** Material to process **
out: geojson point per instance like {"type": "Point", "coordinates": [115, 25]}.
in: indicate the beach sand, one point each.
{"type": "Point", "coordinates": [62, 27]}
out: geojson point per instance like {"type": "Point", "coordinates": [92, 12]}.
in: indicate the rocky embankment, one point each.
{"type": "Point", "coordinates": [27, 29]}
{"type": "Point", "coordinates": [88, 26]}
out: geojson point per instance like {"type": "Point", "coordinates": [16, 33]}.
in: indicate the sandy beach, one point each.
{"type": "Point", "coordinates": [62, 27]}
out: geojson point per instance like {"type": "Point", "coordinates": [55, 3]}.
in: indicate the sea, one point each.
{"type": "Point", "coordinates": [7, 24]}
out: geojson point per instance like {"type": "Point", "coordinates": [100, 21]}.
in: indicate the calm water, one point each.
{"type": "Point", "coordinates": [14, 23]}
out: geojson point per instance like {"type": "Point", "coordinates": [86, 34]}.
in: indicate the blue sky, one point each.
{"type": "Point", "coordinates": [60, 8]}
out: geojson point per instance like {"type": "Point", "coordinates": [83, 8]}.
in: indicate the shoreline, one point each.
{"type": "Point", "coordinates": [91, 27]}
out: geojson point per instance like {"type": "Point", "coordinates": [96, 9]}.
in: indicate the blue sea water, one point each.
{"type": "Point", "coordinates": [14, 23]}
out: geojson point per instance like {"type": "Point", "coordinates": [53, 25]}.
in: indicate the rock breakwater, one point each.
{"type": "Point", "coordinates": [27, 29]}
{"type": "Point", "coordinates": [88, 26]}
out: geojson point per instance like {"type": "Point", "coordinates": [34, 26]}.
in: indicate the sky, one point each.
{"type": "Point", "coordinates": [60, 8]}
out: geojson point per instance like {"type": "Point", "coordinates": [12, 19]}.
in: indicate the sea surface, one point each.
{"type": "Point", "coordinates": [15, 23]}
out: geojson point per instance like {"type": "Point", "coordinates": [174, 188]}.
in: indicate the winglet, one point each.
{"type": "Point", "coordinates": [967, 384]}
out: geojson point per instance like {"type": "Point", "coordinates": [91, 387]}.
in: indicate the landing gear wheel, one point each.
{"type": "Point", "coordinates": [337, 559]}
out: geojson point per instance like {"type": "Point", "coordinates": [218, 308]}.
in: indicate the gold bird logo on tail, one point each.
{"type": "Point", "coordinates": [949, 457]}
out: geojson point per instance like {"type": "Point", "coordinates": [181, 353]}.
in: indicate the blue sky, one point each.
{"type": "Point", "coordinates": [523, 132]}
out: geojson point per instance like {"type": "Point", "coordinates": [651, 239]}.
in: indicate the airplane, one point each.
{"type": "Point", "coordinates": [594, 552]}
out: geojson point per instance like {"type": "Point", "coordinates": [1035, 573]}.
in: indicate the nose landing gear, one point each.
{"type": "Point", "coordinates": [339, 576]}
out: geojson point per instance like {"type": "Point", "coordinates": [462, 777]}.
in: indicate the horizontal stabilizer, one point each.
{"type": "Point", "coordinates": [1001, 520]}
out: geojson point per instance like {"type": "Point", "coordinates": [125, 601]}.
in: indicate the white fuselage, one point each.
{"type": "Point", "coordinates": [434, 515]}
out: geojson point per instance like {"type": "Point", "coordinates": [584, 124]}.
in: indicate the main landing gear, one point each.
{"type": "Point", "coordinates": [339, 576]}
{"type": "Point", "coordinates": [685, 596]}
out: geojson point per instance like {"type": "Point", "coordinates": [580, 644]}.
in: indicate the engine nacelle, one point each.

** Directions for this task **
The whole of the material above is to be restated exactly.

** Problem solution **
out: geojson point per instance like {"type": "Point", "coordinates": [115, 25]}.
in: indicate the beach sand, one point each.
{"type": "Point", "coordinates": [62, 27]}
out: geojson point per instance like {"type": "Point", "coordinates": [92, 12]}.
in: indicate the rocky embankment, one point each.
{"type": "Point", "coordinates": [27, 29]}
{"type": "Point", "coordinates": [88, 26]}
out: geojson point per instance like {"type": "Point", "coordinates": [16, 33]}.
in: indicate the sandy beach, one point each.
{"type": "Point", "coordinates": [62, 27]}
out: geojson point per instance like {"type": "Point", "coordinates": [55, 3]}.
in: indicate the sea, one point each.
{"type": "Point", "coordinates": [7, 24]}
out: geojson point per instance like {"type": "Point", "coordinates": [100, 21]}.
in: indicate the calm water, one point each.
{"type": "Point", "coordinates": [14, 23]}
out: geojson point per instance like {"type": "Point", "coordinates": [86, 34]}.
in: indicate the blue sky, one point each.
{"type": "Point", "coordinates": [60, 8]}
out: geojson point per instance like {"type": "Point", "coordinates": [83, 8]}.
in: indicate the shoreline, one point each.
{"type": "Point", "coordinates": [91, 27]}
out: geojson point per instance like {"type": "Point", "coordinates": [96, 9]}.
in: indicate the blue sea water, one point each.
{"type": "Point", "coordinates": [14, 23]}
out: geojson point per instance like {"type": "Point", "coordinates": [53, 25]}.
in: indicate the rock breakwater, one point each.
{"type": "Point", "coordinates": [27, 29]}
{"type": "Point", "coordinates": [88, 26]}
out: geojson point per instance like {"type": "Point", "coordinates": [34, 26]}.
in: indicate the sky, one point each.
{"type": "Point", "coordinates": [60, 8]}
out: geojson point per instance like {"type": "Point", "coordinates": [12, 19]}.
in: indicate the sea surface, one point each.
{"type": "Point", "coordinates": [15, 23]}
out: geojson point per instance like {"type": "Point", "coordinates": [174, 188]}.
in: indicate the winglet, one point each.
{"type": "Point", "coordinates": [967, 384]}
out: geojson point per instance like {"type": "Point", "coordinates": [91, 387]}.
in: indicate the landing gear wheel, one point each.
{"type": "Point", "coordinates": [337, 559]}
out: geojson point per instance like {"type": "Point", "coordinates": [218, 308]}.
in: indicate the gold bird logo on tail, one point each.
{"type": "Point", "coordinates": [949, 457]}
out: geojson point per instance like {"type": "Point", "coordinates": [181, 353]}.
in: indicate the blue sky, one point each.
{"type": "Point", "coordinates": [523, 132]}
out: geojson point per instance like {"type": "Point", "coordinates": [651, 239]}.
in: indicate the airplane, one point each.
{"type": "Point", "coordinates": [594, 552]}
out: geojson point per instance like {"type": "Point", "coordinates": [1035, 573]}.
in: indicate the nose landing gear, one point each.
{"type": "Point", "coordinates": [339, 576]}
out: geojson point per instance like {"type": "Point", "coordinates": [462, 777]}.
in: indicate the horizontal stabilizer, one point each.
{"type": "Point", "coordinates": [1001, 520]}
out: geojson point per instance like {"type": "Point", "coordinates": [125, 601]}.
in: indicate the white fuselage, one point each.
{"type": "Point", "coordinates": [434, 515]}
out: geojson point per instance like {"type": "Point", "coordinates": [584, 124]}.
in: indicate the main landing gear, one point each.
{"type": "Point", "coordinates": [339, 576]}
{"type": "Point", "coordinates": [685, 596]}
out: geojson point per instance like {"type": "Point", "coordinates": [580, 644]}.
in: indicate the engine nacelle, one point each.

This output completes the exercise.